[start]

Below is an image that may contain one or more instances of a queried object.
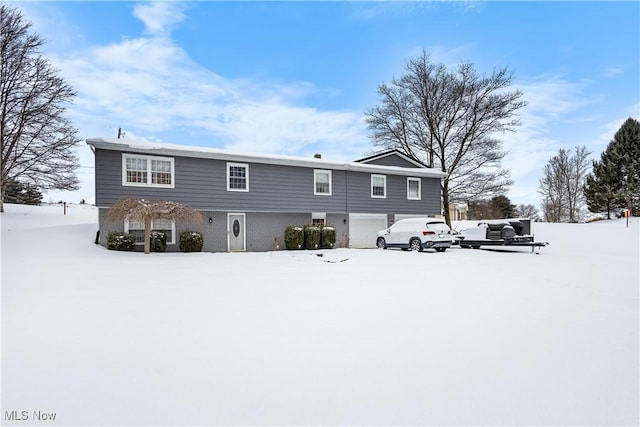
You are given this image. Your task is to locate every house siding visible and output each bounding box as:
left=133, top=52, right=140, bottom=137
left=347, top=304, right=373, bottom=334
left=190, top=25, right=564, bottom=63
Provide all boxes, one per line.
left=346, top=173, right=440, bottom=216
left=96, top=149, right=346, bottom=212
left=94, top=143, right=441, bottom=252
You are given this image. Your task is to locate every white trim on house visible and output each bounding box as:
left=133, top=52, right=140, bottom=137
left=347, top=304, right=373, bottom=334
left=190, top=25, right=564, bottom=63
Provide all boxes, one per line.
left=407, top=177, right=422, bottom=200
left=122, top=153, right=176, bottom=188
left=313, top=169, right=333, bottom=196
left=227, top=212, right=247, bottom=252
left=371, top=174, right=387, bottom=199
left=227, top=162, right=249, bottom=192
left=86, top=138, right=447, bottom=178
left=311, top=212, right=327, bottom=225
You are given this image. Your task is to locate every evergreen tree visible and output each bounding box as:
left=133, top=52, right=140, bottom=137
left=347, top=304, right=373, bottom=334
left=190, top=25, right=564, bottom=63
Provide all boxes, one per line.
left=613, top=118, right=640, bottom=212
left=584, top=118, right=640, bottom=218
left=4, top=178, right=42, bottom=205
left=584, top=151, right=622, bottom=219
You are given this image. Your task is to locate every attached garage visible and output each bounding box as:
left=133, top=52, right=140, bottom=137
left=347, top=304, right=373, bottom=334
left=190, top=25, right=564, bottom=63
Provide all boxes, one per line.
left=349, top=214, right=389, bottom=248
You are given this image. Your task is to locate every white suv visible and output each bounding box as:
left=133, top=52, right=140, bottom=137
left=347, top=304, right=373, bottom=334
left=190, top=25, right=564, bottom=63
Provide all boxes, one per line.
left=376, top=217, right=453, bottom=252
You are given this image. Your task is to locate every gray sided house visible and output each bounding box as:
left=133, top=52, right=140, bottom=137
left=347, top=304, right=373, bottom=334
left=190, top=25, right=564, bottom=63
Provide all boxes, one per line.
left=87, top=138, right=445, bottom=252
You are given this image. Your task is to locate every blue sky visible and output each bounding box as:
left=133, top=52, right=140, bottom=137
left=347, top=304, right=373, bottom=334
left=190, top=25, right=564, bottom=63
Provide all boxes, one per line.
left=10, top=1, right=640, bottom=207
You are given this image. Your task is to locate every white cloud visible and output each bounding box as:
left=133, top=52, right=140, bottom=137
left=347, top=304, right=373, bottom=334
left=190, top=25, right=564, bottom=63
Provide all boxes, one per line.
left=133, top=1, right=186, bottom=36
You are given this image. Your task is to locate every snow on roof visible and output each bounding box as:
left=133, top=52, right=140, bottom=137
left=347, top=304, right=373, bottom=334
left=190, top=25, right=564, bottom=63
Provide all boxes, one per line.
left=87, top=138, right=447, bottom=178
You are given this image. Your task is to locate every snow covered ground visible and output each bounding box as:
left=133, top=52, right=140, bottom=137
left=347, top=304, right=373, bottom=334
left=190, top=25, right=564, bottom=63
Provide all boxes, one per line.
left=0, top=205, right=640, bottom=426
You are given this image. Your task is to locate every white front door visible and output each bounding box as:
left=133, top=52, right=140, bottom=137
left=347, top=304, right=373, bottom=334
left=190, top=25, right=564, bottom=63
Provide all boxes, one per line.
left=227, top=214, right=247, bottom=252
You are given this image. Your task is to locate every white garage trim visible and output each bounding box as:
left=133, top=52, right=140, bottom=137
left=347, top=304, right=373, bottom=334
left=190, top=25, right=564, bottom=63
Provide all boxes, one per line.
left=349, top=213, right=389, bottom=248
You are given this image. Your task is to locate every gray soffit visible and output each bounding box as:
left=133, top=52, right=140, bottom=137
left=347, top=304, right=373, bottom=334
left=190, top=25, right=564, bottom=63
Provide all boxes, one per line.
left=87, top=138, right=447, bottom=178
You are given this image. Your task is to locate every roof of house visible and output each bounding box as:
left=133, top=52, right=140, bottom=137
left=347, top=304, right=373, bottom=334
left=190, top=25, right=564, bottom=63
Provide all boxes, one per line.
left=356, top=148, right=429, bottom=168
left=86, top=138, right=447, bottom=178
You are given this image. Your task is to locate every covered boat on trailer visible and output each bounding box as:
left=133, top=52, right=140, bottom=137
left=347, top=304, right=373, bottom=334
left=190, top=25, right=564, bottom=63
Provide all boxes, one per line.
left=456, top=218, right=549, bottom=251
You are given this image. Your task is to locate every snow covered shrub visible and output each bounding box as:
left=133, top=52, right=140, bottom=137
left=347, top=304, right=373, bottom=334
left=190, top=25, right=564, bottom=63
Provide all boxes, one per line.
left=107, top=231, right=136, bottom=251
left=319, top=225, right=336, bottom=249
left=304, top=225, right=320, bottom=249
left=284, top=225, right=304, bottom=250
left=180, top=231, right=204, bottom=252
left=149, top=230, right=167, bottom=252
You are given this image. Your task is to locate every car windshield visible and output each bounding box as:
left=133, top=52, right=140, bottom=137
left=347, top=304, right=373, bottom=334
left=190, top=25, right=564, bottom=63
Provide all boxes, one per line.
left=427, top=221, right=449, bottom=233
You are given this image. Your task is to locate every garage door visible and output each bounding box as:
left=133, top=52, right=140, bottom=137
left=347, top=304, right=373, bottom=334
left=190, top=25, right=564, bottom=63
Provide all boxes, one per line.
left=349, top=214, right=388, bottom=248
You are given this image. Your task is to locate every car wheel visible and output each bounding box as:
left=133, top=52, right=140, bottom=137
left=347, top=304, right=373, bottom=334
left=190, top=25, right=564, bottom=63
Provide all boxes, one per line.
left=409, top=239, right=422, bottom=252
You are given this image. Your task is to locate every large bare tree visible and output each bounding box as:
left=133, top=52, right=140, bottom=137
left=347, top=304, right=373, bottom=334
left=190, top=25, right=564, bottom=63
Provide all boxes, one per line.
left=106, top=199, right=204, bottom=254
left=538, top=146, right=591, bottom=222
left=366, top=51, right=526, bottom=224
left=0, top=4, right=80, bottom=212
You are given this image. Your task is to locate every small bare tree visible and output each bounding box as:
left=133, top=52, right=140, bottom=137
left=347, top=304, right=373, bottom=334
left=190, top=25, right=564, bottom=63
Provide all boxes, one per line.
left=106, top=199, right=204, bottom=254
left=538, top=146, right=591, bottom=222
left=0, top=4, right=80, bottom=212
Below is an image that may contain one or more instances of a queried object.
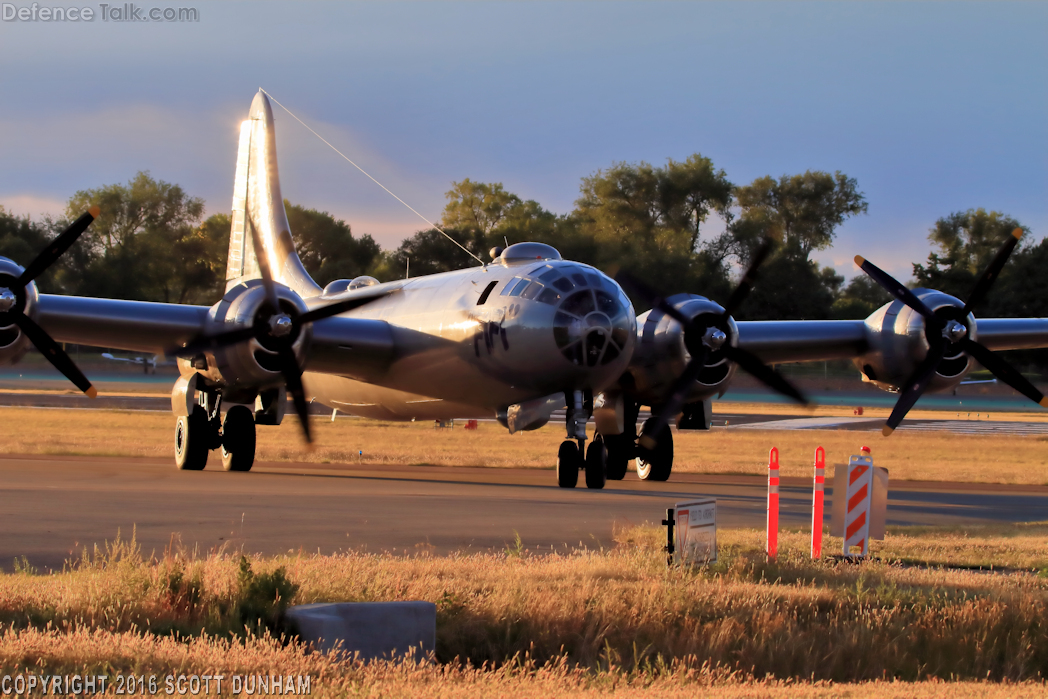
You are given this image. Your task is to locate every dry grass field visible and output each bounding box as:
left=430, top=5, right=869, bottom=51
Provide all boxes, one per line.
left=0, top=408, right=1048, bottom=484
left=0, top=525, right=1048, bottom=697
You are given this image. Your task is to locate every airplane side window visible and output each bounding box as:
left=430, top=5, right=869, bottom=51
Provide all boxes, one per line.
left=521, top=282, right=542, bottom=299
left=561, top=291, right=594, bottom=318
left=499, top=277, right=521, bottom=297
left=509, top=279, right=528, bottom=297
left=477, top=280, right=499, bottom=306
left=539, top=287, right=561, bottom=306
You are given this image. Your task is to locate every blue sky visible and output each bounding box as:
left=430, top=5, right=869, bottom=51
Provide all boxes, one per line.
left=0, top=0, right=1048, bottom=282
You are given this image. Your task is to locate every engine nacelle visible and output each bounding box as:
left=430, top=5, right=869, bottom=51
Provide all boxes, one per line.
left=0, top=258, right=40, bottom=364
left=853, top=289, right=978, bottom=392
left=188, top=279, right=311, bottom=402
left=629, top=293, right=739, bottom=406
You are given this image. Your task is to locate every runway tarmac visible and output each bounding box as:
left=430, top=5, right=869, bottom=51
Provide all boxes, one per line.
left=0, top=389, right=1048, bottom=435
left=0, top=456, right=1048, bottom=571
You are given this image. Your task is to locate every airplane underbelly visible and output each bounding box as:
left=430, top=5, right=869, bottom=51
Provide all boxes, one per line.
left=303, top=372, right=495, bottom=420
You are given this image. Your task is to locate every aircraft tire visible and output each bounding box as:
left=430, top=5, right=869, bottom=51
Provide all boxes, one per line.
left=586, top=435, right=608, bottom=490
left=222, top=406, right=255, bottom=471
left=175, top=406, right=210, bottom=471
left=556, top=439, right=583, bottom=488
left=604, top=434, right=635, bottom=481
left=637, top=418, right=673, bottom=481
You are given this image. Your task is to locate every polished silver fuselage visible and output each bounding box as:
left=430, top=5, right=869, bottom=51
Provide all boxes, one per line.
left=305, top=260, right=636, bottom=419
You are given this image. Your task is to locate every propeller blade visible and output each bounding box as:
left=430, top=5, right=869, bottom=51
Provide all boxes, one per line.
left=639, top=345, right=708, bottom=450
left=855, top=255, right=942, bottom=328
left=724, top=239, right=771, bottom=319
left=298, top=297, right=385, bottom=323
left=964, top=228, right=1023, bottom=316
left=244, top=216, right=280, bottom=313
left=18, top=206, right=102, bottom=287
left=880, top=342, right=946, bottom=437
left=960, top=337, right=1048, bottom=408
left=280, top=347, right=313, bottom=444
left=721, top=343, right=810, bottom=406
left=615, top=271, right=692, bottom=330
left=12, top=313, right=99, bottom=398
left=171, top=327, right=258, bottom=356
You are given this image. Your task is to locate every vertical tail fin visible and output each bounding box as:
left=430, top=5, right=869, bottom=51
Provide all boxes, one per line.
left=225, top=90, right=321, bottom=297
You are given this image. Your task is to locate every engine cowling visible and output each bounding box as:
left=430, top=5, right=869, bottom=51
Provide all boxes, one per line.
left=190, top=280, right=311, bottom=402
left=0, top=258, right=40, bottom=364
left=630, top=293, right=739, bottom=406
left=853, top=288, right=978, bottom=392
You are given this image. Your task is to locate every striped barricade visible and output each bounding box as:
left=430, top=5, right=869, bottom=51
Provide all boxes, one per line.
left=830, top=447, right=888, bottom=556
left=811, top=446, right=826, bottom=560
left=767, top=446, right=779, bottom=561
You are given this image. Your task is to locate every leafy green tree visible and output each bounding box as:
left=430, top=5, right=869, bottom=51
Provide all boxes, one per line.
left=285, top=199, right=381, bottom=286
left=736, top=250, right=845, bottom=321
left=438, top=177, right=524, bottom=236
left=379, top=228, right=487, bottom=281
left=914, top=209, right=1027, bottom=312
left=572, top=154, right=734, bottom=307
left=66, top=172, right=203, bottom=254
left=0, top=206, right=56, bottom=292
left=656, top=153, right=735, bottom=250
left=736, top=170, right=868, bottom=259
left=832, top=274, right=892, bottom=321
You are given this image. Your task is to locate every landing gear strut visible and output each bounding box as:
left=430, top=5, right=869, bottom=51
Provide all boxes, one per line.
left=556, top=391, right=608, bottom=489
left=175, top=386, right=255, bottom=471
left=175, top=406, right=211, bottom=471
left=222, top=406, right=255, bottom=471
left=637, top=417, right=673, bottom=481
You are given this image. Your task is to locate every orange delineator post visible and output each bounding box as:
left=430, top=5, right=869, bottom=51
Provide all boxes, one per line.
left=811, top=446, right=826, bottom=561
left=768, top=446, right=779, bottom=561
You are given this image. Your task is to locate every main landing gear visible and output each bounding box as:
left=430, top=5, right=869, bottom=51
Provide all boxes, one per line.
left=556, top=391, right=673, bottom=489
left=175, top=391, right=255, bottom=471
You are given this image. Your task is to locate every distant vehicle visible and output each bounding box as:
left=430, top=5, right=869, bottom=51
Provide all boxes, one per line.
left=0, top=91, right=1048, bottom=488
left=102, top=352, right=176, bottom=374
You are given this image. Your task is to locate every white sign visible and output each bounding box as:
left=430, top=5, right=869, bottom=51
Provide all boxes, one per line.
left=673, top=498, right=717, bottom=564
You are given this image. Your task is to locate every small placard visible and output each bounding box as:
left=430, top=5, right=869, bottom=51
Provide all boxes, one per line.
left=674, top=498, right=717, bottom=565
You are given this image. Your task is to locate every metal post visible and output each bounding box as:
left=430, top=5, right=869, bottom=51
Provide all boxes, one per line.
left=662, top=507, right=676, bottom=566
left=811, top=446, right=826, bottom=561
left=768, top=446, right=779, bottom=561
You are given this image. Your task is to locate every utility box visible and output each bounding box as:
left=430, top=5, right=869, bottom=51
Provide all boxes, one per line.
left=673, top=498, right=717, bottom=565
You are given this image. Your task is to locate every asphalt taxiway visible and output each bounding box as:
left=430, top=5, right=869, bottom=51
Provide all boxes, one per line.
left=0, top=456, right=1048, bottom=570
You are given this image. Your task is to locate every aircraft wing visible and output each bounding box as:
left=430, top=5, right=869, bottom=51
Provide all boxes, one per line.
left=37, top=284, right=400, bottom=364
left=737, top=321, right=870, bottom=364
left=737, top=318, right=1048, bottom=364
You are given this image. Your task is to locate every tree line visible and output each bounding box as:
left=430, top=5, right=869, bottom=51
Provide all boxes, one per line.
left=0, top=160, right=1048, bottom=320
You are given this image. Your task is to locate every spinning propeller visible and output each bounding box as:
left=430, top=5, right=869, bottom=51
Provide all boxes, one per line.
left=0, top=206, right=102, bottom=398
left=855, top=228, right=1048, bottom=437
left=615, top=241, right=808, bottom=450
left=175, top=221, right=373, bottom=444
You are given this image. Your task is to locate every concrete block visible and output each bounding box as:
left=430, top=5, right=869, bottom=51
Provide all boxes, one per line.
left=287, top=602, right=437, bottom=660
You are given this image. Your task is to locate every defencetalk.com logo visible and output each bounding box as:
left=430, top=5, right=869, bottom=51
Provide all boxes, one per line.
left=0, top=2, right=200, bottom=22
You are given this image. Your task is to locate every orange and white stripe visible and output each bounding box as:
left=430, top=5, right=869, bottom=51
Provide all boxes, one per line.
left=834, top=456, right=873, bottom=555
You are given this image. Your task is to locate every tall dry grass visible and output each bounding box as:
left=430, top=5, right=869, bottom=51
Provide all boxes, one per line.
left=0, top=529, right=1048, bottom=684
left=0, top=408, right=1048, bottom=484
left=0, top=628, right=1048, bottom=699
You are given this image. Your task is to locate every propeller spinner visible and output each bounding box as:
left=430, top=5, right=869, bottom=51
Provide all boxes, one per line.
left=615, top=241, right=808, bottom=450
left=168, top=221, right=372, bottom=444
left=0, top=206, right=102, bottom=398
left=855, top=228, right=1048, bottom=437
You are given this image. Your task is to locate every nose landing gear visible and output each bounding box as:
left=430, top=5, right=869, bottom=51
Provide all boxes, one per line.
left=556, top=391, right=608, bottom=489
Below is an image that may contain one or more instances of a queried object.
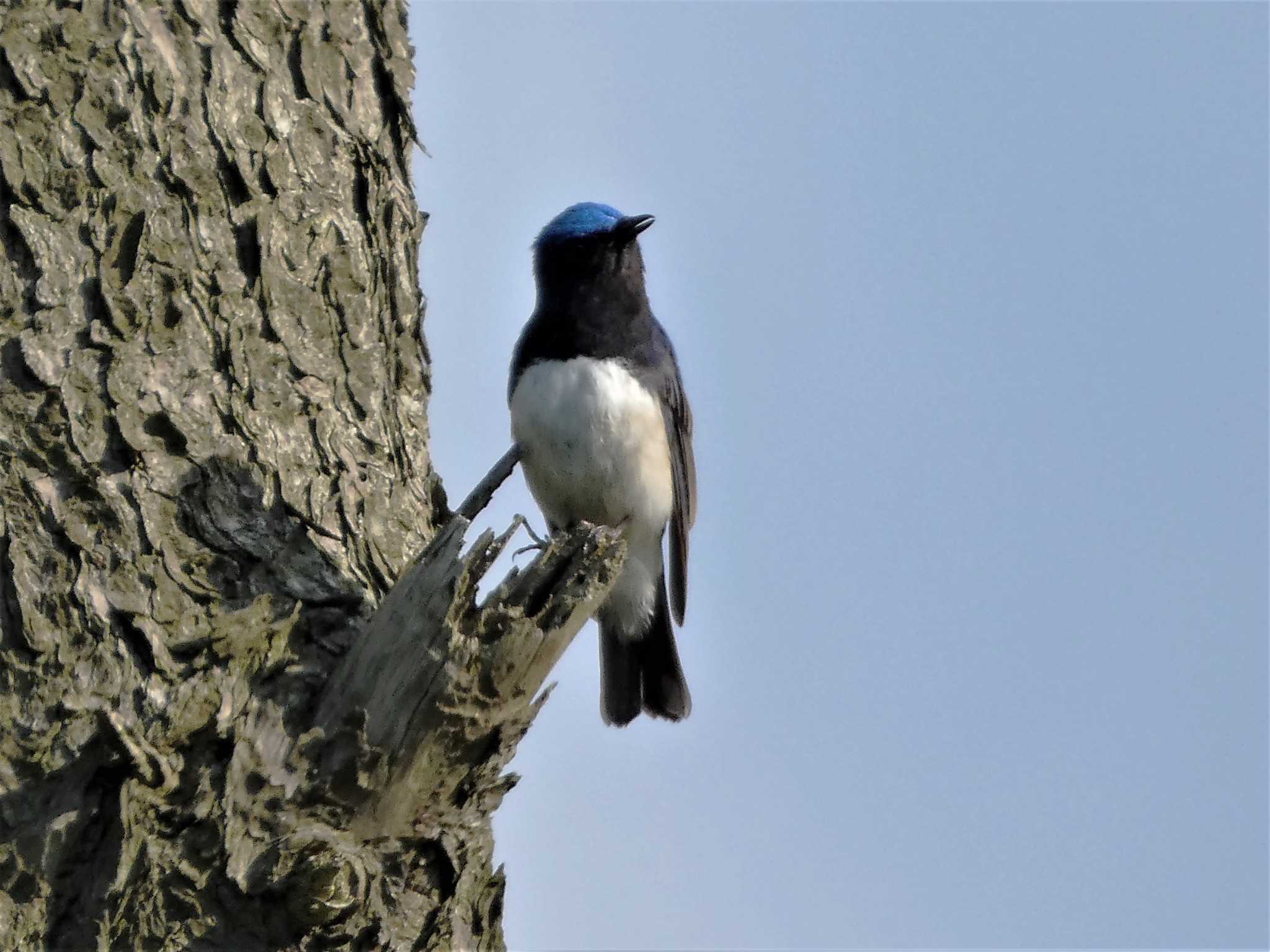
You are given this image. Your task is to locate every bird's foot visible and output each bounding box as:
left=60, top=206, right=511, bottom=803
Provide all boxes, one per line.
left=512, top=515, right=550, bottom=558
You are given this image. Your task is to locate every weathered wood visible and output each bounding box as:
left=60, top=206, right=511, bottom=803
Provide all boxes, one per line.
left=315, top=515, right=625, bottom=837
left=0, top=0, right=594, bottom=952
left=455, top=443, right=521, bottom=522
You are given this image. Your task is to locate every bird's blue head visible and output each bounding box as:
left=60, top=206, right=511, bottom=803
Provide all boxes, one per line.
left=533, top=202, right=653, bottom=249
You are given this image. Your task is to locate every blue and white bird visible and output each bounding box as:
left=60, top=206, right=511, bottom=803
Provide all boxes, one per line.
left=507, top=202, right=697, bottom=725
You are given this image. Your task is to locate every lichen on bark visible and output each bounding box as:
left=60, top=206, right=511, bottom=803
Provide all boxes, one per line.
left=0, top=0, right=612, bottom=952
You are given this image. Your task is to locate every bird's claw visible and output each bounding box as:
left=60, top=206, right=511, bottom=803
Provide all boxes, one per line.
left=512, top=515, right=549, bottom=558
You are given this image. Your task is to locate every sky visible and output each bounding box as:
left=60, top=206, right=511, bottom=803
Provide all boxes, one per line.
left=411, top=2, right=1270, bottom=950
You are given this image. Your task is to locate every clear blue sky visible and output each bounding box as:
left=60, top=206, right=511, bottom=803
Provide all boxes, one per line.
left=412, top=4, right=1268, bottom=950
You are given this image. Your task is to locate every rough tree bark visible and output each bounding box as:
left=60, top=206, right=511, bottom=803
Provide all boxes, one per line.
left=0, top=0, right=624, bottom=952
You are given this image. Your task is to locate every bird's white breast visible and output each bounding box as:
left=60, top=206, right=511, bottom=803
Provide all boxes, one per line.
left=510, top=356, right=673, bottom=540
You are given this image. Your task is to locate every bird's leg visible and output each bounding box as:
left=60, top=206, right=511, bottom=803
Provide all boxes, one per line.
left=512, top=515, right=548, bottom=558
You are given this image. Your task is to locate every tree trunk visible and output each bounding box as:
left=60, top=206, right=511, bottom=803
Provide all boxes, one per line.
left=0, top=0, right=624, bottom=952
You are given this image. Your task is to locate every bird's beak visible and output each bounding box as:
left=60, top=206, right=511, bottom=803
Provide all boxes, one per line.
left=613, top=214, right=657, bottom=241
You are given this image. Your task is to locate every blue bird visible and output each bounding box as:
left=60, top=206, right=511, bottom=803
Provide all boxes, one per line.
left=507, top=202, right=697, bottom=726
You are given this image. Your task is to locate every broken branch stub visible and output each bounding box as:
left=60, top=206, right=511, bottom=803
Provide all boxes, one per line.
left=315, top=510, right=626, bottom=837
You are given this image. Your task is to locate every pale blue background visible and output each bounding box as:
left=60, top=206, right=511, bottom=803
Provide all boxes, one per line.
left=412, top=4, right=1268, bottom=948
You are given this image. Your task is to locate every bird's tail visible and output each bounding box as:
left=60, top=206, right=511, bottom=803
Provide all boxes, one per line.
left=600, top=576, right=692, bottom=728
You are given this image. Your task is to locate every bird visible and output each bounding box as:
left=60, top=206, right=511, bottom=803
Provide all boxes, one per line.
left=507, top=202, right=697, bottom=726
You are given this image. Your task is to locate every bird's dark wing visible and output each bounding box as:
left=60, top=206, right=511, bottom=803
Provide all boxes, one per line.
left=651, top=350, right=697, bottom=625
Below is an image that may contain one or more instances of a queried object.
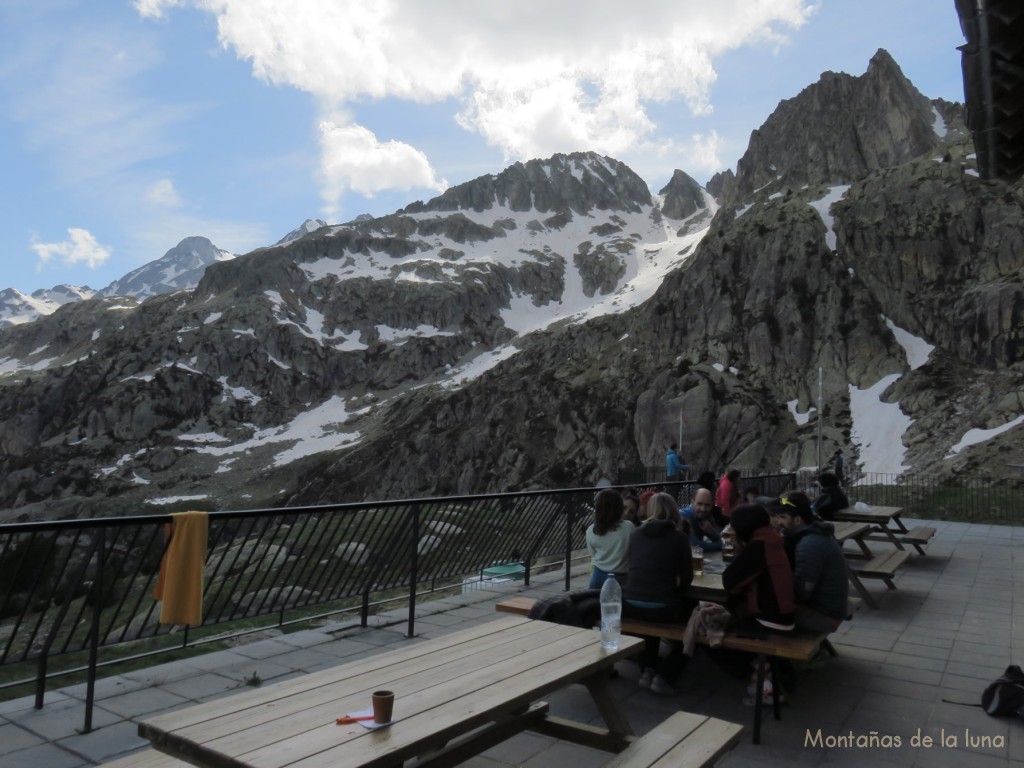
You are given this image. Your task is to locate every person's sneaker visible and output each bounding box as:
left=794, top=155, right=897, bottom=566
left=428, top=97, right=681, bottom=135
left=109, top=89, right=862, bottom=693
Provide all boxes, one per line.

[end]

Render the records, from the first line through the line containing "left=346, top=173, right=440, bottom=216", as a Markdown table with the columns Row and Line. Number each row, and leave out blank lines and the pictures.

WRITTEN SOLUTION:
| Row | Line |
|---|---|
| 1 | Below is an image that may contain one or more instances of a queried object. |
| 2 | You are given this image. Your task is to locate every house siding visible and output each bounding box as: |
| 3 | left=133, top=52, right=140, bottom=137 |
| 4 | left=347, top=304, right=373, bottom=334 |
| 5 | left=190, top=25, right=564, bottom=63 |
| 6 | Provide all boxes, one per line. |
| 7 | left=346, top=173, right=440, bottom=216 |